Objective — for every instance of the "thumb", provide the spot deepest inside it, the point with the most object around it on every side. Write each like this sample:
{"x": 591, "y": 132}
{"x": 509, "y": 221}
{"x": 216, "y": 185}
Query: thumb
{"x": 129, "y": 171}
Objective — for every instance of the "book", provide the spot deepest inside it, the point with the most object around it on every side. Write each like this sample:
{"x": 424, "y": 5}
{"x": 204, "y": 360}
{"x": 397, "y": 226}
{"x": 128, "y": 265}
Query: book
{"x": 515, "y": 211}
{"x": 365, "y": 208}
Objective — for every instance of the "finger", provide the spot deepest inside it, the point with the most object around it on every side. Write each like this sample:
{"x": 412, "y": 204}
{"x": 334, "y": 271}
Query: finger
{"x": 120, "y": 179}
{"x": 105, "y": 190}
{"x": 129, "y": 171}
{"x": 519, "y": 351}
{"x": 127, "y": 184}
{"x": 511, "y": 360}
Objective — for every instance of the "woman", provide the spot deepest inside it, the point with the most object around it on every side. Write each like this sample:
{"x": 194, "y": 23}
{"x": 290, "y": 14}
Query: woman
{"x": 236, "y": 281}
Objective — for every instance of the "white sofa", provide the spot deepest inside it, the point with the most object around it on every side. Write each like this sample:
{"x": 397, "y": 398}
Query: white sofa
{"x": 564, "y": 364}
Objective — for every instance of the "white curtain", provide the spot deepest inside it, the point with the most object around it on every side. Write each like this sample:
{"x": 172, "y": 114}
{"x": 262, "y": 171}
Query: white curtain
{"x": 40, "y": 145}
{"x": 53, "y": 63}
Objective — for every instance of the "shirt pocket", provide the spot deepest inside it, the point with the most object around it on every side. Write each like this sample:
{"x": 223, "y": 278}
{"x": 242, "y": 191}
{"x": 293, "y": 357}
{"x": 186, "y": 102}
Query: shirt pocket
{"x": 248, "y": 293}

==================================================

WHAT THIS TASK INVOLVES
Give back the whole listing above, identical in every line.

OUTPUT OF THE EXERCISE
Objective — for every instance of the "thumb", provide the spot deepest inside it, the point with the most object around it on every side. Write each like this sample:
{"x": 591, "y": 132}
{"x": 509, "y": 221}
{"x": 216, "y": 185}
Query: thumb
{"x": 129, "y": 171}
Objective — for every instance of the "book", provide the spot deepest inside it, the point with the most object around it on every side. Write each like this sample:
{"x": 424, "y": 5}
{"x": 204, "y": 360}
{"x": 397, "y": 226}
{"x": 128, "y": 265}
Query: book
{"x": 515, "y": 211}
{"x": 365, "y": 208}
Objective — for every instance of the "finger", provide the spot deepest inside it, the point with the most object around it on every side. Write each like this sample:
{"x": 412, "y": 204}
{"x": 334, "y": 271}
Query: finger
{"x": 120, "y": 179}
{"x": 105, "y": 190}
{"x": 129, "y": 171}
{"x": 519, "y": 351}
{"x": 127, "y": 184}
{"x": 511, "y": 360}
Objective — for every instance of the "woman", provide the spot deepest inside it, the point with the most object around it on every side. Write each like this sample:
{"x": 194, "y": 23}
{"x": 290, "y": 14}
Query: woman
{"x": 236, "y": 281}
Objective — for every instance of the "white sofa", provide the spot deepest inside it, the point with the most object around it on every side. Write each like this sample:
{"x": 397, "y": 398}
Query: white sofa
{"x": 564, "y": 364}
Objective — for every instance of the "white curtain", provide the spot deepest inside it, the point with the most object around it on every side. Write each like this sample:
{"x": 172, "y": 114}
{"x": 262, "y": 171}
Query: white curtain
{"x": 40, "y": 145}
{"x": 53, "y": 63}
Objective — for every instance of the "shirt pocket", provide the spot deepest inside it, the point with the most object around it on every side. Write each like this sample:
{"x": 223, "y": 278}
{"x": 242, "y": 191}
{"x": 293, "y": 357}
{"x": 186, "y": 102}
Query: shirt pocket
{"x": 248, "y": 293}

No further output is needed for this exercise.